-- Task to carry out --
Exactly as it appears, restate the whole listing.

-- Data to examine --
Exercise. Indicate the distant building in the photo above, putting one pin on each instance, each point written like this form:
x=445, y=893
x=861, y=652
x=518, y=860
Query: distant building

-- Response to this task --
Exercise. Indicate the distant building in the photo above, putting one pin on each instance, each point written like this form:
x=445, y=893
x=861, y=652
x=518, y=860
Query: distant building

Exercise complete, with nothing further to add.